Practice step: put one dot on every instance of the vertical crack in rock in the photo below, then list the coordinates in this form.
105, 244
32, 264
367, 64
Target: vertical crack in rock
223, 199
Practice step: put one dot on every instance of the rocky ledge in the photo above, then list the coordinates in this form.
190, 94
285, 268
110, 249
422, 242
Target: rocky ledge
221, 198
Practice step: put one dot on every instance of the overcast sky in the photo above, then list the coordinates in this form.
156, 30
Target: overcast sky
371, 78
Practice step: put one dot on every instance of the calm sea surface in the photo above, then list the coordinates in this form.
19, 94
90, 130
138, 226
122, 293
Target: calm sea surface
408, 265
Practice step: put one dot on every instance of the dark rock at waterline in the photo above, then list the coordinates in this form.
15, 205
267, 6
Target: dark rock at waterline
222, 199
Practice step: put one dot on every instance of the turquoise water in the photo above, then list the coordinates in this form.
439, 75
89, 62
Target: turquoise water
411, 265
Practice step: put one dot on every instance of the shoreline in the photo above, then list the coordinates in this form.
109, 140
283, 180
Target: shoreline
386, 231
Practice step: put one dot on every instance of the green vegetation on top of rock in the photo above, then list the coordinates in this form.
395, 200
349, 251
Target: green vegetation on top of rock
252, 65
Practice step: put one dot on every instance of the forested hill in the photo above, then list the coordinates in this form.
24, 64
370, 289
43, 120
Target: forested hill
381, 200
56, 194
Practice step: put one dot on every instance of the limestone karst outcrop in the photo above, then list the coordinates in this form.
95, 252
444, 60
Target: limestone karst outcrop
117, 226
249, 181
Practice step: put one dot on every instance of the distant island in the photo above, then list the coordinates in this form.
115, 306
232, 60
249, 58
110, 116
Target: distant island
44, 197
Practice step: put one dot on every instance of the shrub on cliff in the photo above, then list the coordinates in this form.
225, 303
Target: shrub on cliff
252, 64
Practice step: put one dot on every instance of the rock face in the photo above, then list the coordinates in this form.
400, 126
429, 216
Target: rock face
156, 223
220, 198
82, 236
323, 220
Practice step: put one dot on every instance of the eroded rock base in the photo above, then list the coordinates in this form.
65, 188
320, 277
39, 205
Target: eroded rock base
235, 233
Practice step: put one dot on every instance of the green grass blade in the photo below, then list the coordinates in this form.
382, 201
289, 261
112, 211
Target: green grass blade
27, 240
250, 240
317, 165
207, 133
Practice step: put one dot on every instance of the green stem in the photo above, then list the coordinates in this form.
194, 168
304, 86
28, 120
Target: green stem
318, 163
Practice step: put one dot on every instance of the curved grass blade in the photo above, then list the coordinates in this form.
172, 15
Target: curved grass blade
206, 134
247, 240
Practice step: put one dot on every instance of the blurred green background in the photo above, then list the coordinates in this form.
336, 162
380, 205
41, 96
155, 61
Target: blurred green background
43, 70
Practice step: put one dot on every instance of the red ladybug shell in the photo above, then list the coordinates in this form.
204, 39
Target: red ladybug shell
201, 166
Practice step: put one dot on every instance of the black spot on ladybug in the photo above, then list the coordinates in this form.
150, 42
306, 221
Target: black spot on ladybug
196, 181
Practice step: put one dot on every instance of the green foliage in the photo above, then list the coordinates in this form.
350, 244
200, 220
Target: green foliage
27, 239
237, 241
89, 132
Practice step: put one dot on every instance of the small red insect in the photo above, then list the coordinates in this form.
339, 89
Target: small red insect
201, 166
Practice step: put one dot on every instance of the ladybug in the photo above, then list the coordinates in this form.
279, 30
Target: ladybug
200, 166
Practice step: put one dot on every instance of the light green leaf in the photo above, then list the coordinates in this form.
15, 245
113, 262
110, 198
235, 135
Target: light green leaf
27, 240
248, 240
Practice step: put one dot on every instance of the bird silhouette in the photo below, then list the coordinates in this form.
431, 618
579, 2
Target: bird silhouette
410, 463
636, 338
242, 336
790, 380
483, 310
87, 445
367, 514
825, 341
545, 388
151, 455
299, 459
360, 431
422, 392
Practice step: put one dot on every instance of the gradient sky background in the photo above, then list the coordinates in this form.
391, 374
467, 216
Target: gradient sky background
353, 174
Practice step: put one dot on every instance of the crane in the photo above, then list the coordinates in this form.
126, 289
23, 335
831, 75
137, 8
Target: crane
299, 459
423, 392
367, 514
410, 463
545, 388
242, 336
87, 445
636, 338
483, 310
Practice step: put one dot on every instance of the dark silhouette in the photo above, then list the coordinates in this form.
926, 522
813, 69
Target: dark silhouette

#### EXERCISE DETAILS
Where does the string "below" appear in the records above? Return every line that holds it.

#### RESULT OF THE EXERCISE
Practice step: put one dot on every instance of the vertical crack in rock in the photo below, then list the coordinates in this form.
Practice step: put one dot on every instance of the green grass blade in the photo below, then list the coordinates in this form.
Practice step: put one dot on every instance of the bird silhouette in the photo below, then list the coordinates in this form.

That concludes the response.